• _TASK DESCRIPTION_
In this exercise, reproduce all the entries that follow exactly.

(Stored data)

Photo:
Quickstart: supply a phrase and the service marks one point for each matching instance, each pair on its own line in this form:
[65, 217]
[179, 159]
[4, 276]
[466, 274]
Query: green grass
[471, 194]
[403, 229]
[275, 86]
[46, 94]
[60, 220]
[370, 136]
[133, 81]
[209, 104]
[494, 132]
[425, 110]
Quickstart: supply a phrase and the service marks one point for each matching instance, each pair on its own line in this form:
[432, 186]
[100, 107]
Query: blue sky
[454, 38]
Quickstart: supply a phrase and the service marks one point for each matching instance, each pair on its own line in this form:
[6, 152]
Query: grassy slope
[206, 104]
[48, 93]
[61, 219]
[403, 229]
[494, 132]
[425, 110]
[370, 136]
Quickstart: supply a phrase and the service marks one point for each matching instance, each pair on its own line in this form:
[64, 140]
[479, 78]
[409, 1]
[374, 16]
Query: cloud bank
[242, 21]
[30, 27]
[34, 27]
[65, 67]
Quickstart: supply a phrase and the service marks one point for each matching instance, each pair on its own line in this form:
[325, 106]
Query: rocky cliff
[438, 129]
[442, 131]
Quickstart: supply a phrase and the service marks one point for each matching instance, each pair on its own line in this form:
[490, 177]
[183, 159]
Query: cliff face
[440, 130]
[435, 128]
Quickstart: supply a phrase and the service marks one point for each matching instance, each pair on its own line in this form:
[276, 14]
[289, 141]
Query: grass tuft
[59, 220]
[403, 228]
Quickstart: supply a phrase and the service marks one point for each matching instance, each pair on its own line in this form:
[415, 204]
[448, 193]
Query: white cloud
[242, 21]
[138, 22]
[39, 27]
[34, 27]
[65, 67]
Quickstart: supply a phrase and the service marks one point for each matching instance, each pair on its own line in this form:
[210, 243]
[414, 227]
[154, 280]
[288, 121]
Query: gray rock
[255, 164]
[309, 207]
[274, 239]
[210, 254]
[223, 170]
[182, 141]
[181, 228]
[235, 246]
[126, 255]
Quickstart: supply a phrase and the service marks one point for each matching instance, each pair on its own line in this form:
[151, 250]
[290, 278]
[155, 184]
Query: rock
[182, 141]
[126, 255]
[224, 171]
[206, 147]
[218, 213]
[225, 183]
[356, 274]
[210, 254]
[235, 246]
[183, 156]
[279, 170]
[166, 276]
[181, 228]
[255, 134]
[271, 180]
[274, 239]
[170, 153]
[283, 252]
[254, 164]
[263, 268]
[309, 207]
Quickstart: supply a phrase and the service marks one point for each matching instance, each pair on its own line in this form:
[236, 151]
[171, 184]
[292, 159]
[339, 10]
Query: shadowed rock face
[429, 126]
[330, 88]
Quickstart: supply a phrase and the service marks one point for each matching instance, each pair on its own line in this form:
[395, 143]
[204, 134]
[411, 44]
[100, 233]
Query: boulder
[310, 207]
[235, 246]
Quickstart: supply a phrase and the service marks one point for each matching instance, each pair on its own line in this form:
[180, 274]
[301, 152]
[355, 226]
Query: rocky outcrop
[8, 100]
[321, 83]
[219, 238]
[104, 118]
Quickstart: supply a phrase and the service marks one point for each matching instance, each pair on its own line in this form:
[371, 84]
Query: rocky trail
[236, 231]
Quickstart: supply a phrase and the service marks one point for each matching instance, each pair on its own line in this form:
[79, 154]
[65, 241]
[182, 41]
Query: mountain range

• _ANSWER TO THIS PROBLEM_
Photo:
Quickstart: supply a phrase and the service marks one point for each matching instance, each pair on its own line in this form:
[65, 217]
[179, 159]
[4, 276]
[466, 274]
Query: green grass
[471, 194]
[403, 229]
[275, 86]
[46, 94]
[60, 220]
[370, 136]
[133, 81]
[209, 104]
[494, 132]
[425, 110]
Quickstart: supply a phrase and the service marks one point for each matching instance, each pair on its own line in this form:
[432, 186]
[100, 107]
Query: blue sky
[454, 38]
Quickstart: supply a phrase and the service marks one point for each matching instance, each pair on its own line in this form:
[6, 152]
Query: grassy slope
[206, 104]
[48, 93]
[61, 219]
[403, 229]
[494, 132]
[425, 110]
[370, 136]
Quickstart: supply a phrase and the service marks one point for each matching instance, each pair on its own line in this form:
[64, 140]
[479, 78]
[409, 1]
[374, 16]
Query: cloud bank
[242, 21]
[30, 27]
[34, 27]
[65, 67]
Quickstart: supply a phrase and the service marks one point for each matching instance, each pair on its own line in this form:
[325, 106]
Query: rocky cliff
[438, 129]
[442, 131]
Quickstart: supply a phrase and the service marks one point for each matching instance, each pair on its own line in this form:
[490, 177]
[183, 159]
Query: cliff face
[440, 130]
[435, 128]
Quickstart: supply a phrase and the service marks one point for each matching instance, each pair on its own line in this form:
[276, 14]
[289, 141]
Query: grass tuft
[59, 220]
[403, 228]
Quickstart: supply a phrase and the service marks one point for each matching instance, each pair on its own line in this form:
[415, 204]
[448, 193]
Query: white cloud
[242, 21]
[138, 22]
[39, 27]
[34, 27]
[65, 67]
Quickstart: supply a phrase and the service marks one point for each matching instance, each pair on its own line in this form:
[210, 243]
[414, 227]
[154, 280]
[288, 121]
Query: gray rock
[255, 164]
[309, 207]
[274, 239]
[210, 254]
[223, 170]
[182, 141]
[181, 228]
[235, 246]
[126, 255]
Quickstart: supply a phrase and the service marks one point for each matching instance, each pair on its own line in this form:
[151, 250]
[290, 278]
[155, 184]
Query: rock
[182, 141]
[126, 255]
[224, 171]
[206, 147]
[218, 213]
[225, 183]
[356, 274]
[210, 254]
[235, 246]
[183, 156]
[279, 170]
[166, 276]
[181, 228]
[255, 134]
[271, 180]
[274, 239]
[170, 153]
[283, 252]
[254, 164]
[263, 268]
[309, 207]
Quickstart: supply a phrase and the service marks one point for each matching instance, each pair on its own line in this form:
[236, 151]
[171, 184]
[292, 159]
[339, 10]
Query: shadowed rock face
[429, 126]
[330, 88]
Quickstart: supply a phrase and the service marks one point for each matching instance, each pair on its own line in this form:
[395, 143]
[204, 134]
[411, 44]
[100, 233]
Query: boulder
[310, 207]
[235, 246]
Quickstart: supply a phrase and the service marks one point for each matching instance, each pair on its own line in this form:
[180, 274]
[301, 152]
[355, 226]
Query: rocky outcrop
[8, 100]
[321, 83]
[219, 238]
[104, 118]
Quickstart: supply a phrase and the service marks one point for each matching instance, each pair on its own line in this form:
[371, 84]
Query: rocky trail
[236, 231]
Quickstart: supply a phrase and the service marks one point for each matching instance, each pair on its own line in this form:
[79, 154]
[65, 241]
[182, 41]
Query: mountain range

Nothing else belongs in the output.